(begin)

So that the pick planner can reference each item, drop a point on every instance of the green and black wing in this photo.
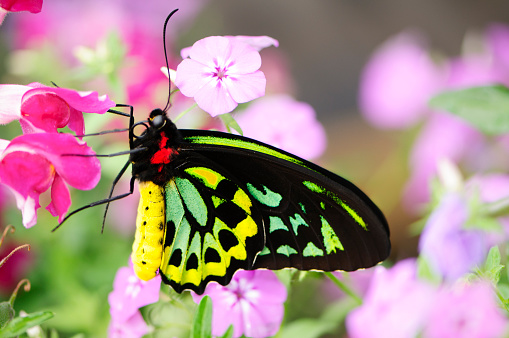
(307, 217)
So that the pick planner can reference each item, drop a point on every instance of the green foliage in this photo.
(486, 108)
(202, 323)
(20, 325)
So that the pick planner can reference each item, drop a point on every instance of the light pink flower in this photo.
(253, 302)
(396, 304)
(285, 123)
(130, 293)
(257, 42)
(32, 6)
(220, 74)
(133, 327)
(466, 311)
(397, 83)
(33, 163)
(41, 108)
(451, 249)
(444, 136)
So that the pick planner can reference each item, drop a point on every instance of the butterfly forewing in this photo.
(312, 218)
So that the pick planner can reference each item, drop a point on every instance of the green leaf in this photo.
(20, 325)
(486, 108)
(492, 267)
(230, 123)
(202, 323)
(228, 333)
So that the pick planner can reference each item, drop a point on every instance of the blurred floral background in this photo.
(367, 69)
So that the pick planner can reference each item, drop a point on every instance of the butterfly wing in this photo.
(212, 226)
(311, 218)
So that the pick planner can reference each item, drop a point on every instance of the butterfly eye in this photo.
(158, 121)
(140, 129)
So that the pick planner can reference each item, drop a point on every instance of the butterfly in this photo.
(212, 203)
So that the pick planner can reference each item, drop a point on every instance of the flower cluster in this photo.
(42, 158)
(399, 304)
(401, 78)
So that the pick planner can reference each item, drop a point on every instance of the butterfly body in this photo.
(234, 203)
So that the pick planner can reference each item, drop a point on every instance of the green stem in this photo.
(344, 287)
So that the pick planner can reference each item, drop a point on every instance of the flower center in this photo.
(220, 73)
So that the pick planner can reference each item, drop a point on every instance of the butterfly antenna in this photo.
(168, 104)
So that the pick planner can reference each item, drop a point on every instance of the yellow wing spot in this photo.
(150, 224)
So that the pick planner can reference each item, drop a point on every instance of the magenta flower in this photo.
(130, 293)
(220, 74)
(466, 311)
(285, 123)
(133, 327)
(397, 83)
(41, 108)
(253, 302)
(33, 163)
(396, 304)
(32, 6)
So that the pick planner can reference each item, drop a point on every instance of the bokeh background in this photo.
(324, 46)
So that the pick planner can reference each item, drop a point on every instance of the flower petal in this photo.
(60, 198)
(215, 99)
(27, 176)
(82, 172)
(192, 76)
(43, 112)
(10, 96)
(33, 6)
(246, 87)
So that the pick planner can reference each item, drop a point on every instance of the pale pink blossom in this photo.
(220, 73)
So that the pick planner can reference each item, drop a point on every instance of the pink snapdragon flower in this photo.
(396, 304)
(253, 302)
(220, 73)
(41, 108)
(285, 123)
(466, 310)
(32, 6)
(33, 163)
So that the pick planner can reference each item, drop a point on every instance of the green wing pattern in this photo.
(312, 218)
(211, 229)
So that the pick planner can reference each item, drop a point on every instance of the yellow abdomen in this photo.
(149, 236)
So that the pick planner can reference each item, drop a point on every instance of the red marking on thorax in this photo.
(164, 154)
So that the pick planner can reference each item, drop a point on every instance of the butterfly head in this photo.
(156, 142)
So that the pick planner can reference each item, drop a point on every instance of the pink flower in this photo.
(220, 74)
(130, 293)
(443, 137)
(397, 83)
(284, 123)
(33, 163)
(32, 6)
(257, 42)
(396, 304)
(466, 311)
(253, 302)
(451, 249)
(45, 109)
(133, 327)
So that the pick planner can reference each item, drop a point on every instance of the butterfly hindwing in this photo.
(312, 218)
(212, 229)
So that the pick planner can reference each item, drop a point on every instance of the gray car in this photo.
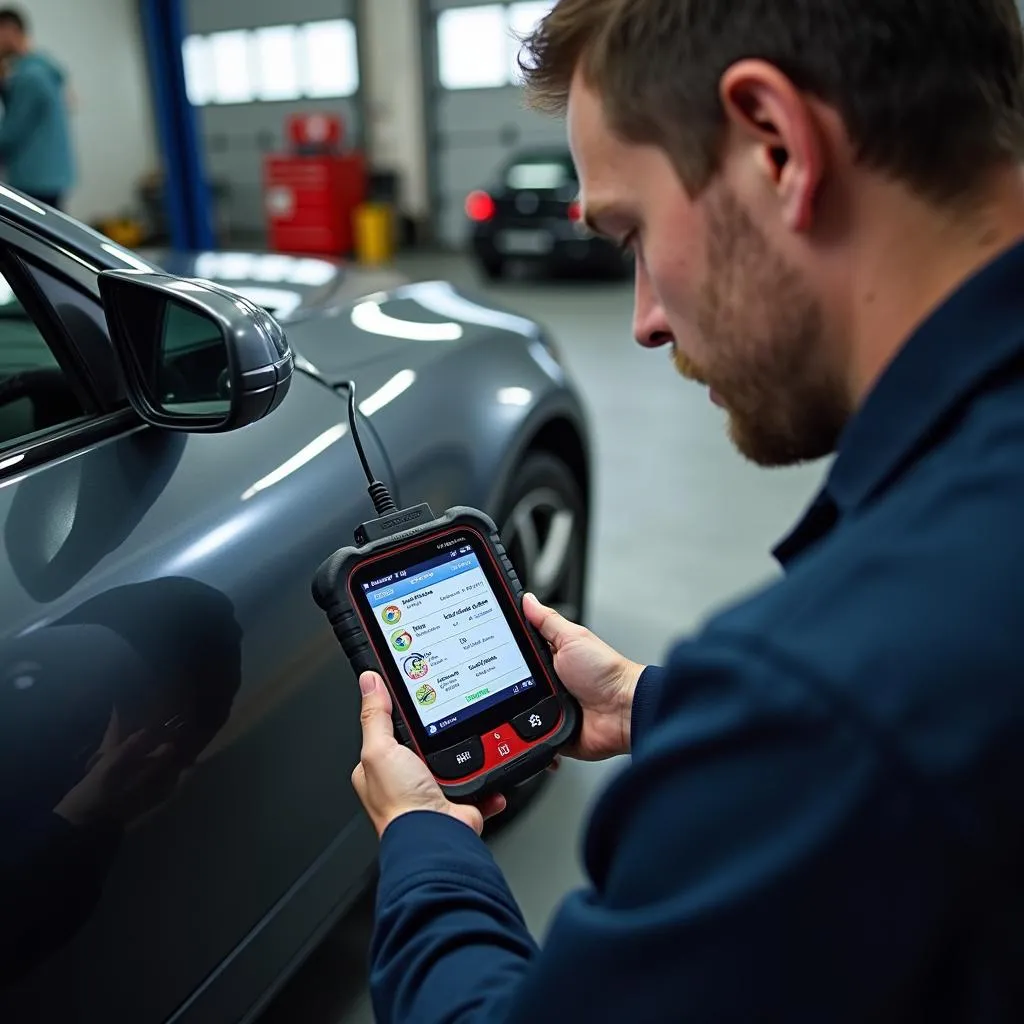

(end)

Given problem: Return each line from the entries above that contains the string "background".

Full response:
So that the pick planner can reference each item, drop a point on every instance of the blurred floral background in this photo.
So that the pick planner can reference each item, drop a point on every instance of the bokeh background in this photo.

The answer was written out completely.